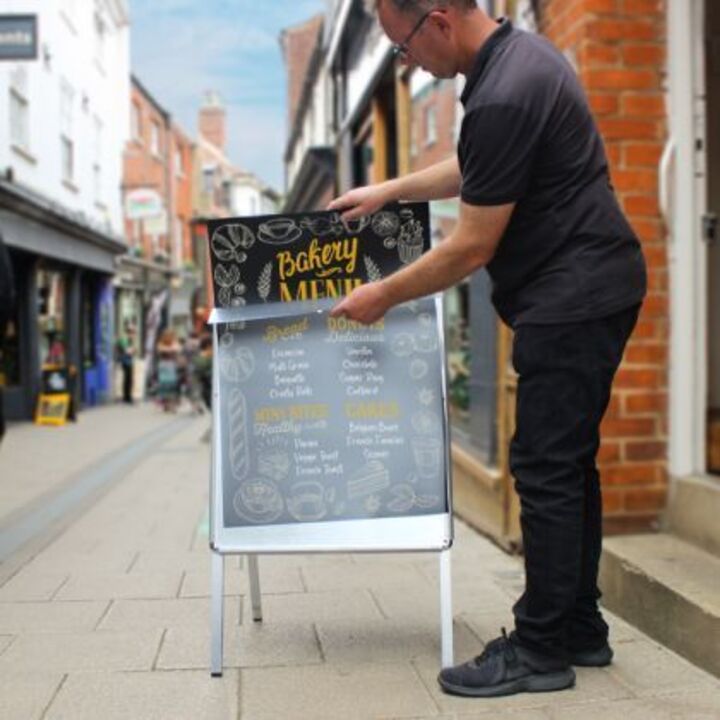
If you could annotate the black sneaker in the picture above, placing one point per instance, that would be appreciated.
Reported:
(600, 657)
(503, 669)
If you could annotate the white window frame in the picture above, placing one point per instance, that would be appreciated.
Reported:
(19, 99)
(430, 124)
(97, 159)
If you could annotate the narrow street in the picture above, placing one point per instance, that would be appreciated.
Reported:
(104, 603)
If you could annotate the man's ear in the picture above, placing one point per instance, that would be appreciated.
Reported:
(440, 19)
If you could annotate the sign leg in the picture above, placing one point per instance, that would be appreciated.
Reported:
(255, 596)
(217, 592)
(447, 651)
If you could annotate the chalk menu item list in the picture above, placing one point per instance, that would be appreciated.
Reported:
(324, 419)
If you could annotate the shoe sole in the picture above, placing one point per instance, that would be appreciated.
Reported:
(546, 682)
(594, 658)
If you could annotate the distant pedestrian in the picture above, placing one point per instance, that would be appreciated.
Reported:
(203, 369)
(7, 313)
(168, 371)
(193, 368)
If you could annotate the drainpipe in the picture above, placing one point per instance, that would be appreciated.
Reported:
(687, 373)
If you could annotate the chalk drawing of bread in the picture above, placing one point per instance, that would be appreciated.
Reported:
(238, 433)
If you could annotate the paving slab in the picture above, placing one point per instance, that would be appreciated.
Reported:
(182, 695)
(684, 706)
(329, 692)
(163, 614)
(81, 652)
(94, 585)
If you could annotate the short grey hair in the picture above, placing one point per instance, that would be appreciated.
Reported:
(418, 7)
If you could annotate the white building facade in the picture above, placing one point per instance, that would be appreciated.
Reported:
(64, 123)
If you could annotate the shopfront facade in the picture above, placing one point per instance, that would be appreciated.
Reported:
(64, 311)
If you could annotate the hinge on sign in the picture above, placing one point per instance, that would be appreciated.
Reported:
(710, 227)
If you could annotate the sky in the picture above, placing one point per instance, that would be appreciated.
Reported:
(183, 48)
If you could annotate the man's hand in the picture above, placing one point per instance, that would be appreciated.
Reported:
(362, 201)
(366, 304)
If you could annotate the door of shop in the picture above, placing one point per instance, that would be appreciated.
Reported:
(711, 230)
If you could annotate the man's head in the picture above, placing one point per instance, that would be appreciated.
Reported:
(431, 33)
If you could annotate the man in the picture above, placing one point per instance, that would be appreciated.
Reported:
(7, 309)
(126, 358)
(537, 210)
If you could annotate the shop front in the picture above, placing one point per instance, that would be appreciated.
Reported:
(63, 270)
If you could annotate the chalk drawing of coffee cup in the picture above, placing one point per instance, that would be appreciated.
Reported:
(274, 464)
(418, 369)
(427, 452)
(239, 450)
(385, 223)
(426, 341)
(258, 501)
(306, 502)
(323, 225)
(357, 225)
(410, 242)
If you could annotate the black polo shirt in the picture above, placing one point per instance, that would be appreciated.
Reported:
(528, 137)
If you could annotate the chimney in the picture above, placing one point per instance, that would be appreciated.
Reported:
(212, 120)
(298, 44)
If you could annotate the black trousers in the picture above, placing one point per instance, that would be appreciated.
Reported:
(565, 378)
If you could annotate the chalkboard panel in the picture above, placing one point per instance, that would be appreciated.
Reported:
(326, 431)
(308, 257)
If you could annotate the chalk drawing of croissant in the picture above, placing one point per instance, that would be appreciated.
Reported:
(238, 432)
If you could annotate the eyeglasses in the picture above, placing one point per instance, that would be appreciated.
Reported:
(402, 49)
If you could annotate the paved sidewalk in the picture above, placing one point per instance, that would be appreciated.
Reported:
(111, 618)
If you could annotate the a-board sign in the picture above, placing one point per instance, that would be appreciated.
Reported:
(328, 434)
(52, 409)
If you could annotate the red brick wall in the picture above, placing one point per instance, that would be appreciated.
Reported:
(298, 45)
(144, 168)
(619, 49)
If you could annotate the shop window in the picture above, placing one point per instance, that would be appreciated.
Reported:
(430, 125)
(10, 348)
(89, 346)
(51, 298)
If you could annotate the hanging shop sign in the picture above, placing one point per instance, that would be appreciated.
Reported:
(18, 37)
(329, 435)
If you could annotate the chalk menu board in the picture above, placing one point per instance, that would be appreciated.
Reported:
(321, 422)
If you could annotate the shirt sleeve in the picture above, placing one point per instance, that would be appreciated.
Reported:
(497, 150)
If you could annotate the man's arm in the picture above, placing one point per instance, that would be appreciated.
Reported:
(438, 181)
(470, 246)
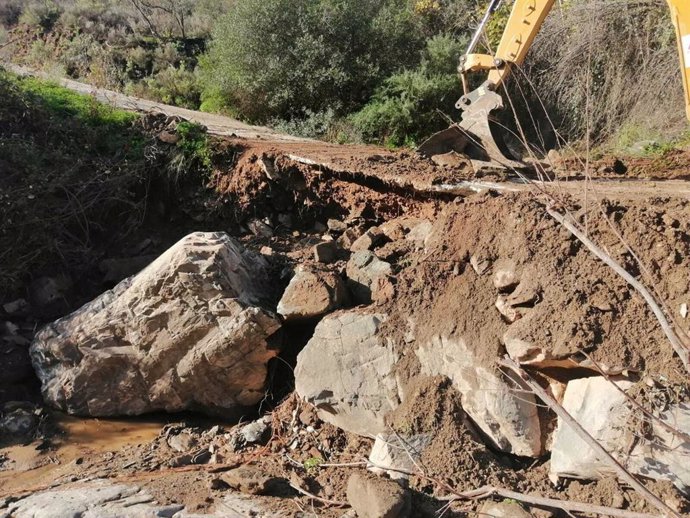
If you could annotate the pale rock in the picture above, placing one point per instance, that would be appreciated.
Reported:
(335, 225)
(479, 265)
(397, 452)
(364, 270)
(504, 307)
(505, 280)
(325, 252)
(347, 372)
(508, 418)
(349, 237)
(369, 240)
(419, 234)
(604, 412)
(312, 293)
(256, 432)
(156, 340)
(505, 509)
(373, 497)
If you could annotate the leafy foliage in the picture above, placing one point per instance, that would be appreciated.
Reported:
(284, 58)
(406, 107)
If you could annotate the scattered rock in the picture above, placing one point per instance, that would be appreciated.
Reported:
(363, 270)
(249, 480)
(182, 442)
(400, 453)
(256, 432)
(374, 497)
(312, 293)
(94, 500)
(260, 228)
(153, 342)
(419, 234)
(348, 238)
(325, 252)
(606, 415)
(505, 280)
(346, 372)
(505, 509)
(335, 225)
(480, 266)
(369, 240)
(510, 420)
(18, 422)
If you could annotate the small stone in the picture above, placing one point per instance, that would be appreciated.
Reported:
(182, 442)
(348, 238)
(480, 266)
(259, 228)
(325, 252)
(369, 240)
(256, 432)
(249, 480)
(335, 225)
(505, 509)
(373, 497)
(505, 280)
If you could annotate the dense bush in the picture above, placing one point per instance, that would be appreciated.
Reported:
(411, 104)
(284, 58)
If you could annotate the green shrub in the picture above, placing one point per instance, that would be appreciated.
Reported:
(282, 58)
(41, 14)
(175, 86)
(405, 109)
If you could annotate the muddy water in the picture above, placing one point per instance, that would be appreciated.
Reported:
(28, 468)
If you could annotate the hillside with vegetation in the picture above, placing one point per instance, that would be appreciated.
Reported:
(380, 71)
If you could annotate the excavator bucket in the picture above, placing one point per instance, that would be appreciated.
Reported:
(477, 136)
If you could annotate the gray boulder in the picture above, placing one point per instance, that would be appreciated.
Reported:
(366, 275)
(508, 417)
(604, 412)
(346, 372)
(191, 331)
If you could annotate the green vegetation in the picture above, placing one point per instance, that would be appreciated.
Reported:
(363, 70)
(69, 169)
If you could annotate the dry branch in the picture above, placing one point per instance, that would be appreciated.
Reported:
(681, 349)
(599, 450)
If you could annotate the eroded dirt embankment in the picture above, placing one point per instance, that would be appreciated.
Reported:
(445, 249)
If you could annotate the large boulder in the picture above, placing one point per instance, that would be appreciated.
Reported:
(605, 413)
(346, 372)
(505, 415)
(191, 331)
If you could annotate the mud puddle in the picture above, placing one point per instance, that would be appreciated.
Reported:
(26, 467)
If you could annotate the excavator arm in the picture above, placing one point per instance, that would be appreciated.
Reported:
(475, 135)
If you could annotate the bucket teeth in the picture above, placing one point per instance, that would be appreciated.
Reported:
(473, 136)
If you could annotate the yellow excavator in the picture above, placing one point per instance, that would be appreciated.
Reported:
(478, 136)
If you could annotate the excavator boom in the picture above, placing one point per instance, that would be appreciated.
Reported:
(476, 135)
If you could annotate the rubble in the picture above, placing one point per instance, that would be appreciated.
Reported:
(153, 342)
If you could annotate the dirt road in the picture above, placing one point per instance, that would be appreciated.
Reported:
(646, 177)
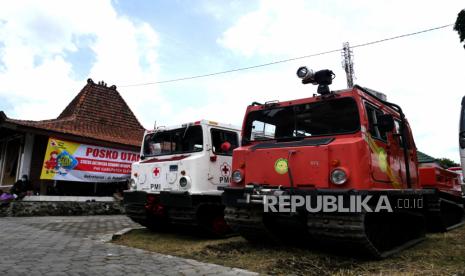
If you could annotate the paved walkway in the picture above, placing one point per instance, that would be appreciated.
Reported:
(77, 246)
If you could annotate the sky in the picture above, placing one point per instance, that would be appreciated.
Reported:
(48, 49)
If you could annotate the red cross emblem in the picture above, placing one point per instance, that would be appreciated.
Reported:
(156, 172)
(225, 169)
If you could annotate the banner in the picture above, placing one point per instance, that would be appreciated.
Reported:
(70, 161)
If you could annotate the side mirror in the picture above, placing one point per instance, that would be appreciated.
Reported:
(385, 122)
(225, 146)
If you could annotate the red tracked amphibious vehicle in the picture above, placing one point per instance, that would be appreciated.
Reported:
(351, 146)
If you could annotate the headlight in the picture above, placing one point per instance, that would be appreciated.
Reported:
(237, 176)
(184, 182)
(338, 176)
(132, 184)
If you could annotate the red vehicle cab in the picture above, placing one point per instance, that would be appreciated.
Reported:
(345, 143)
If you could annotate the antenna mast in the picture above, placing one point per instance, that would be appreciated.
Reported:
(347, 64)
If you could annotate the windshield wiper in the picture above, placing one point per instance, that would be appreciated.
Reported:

━━━━

**Required action**. Filter by the word "drawing": copy every line of the data that holds it.

**Solution to the problem**.
If you could annotate the chalk drawing of bread in the picture above, placing one point per instance, that would be appreciated.
If you could annotate the chalk drawing of coffee cup in the picture above, placing one point per instance, that would be appreciated.
If you could annotate the chalk drawing of croissant in the picture above, placing one point per instance, that would be appreciated.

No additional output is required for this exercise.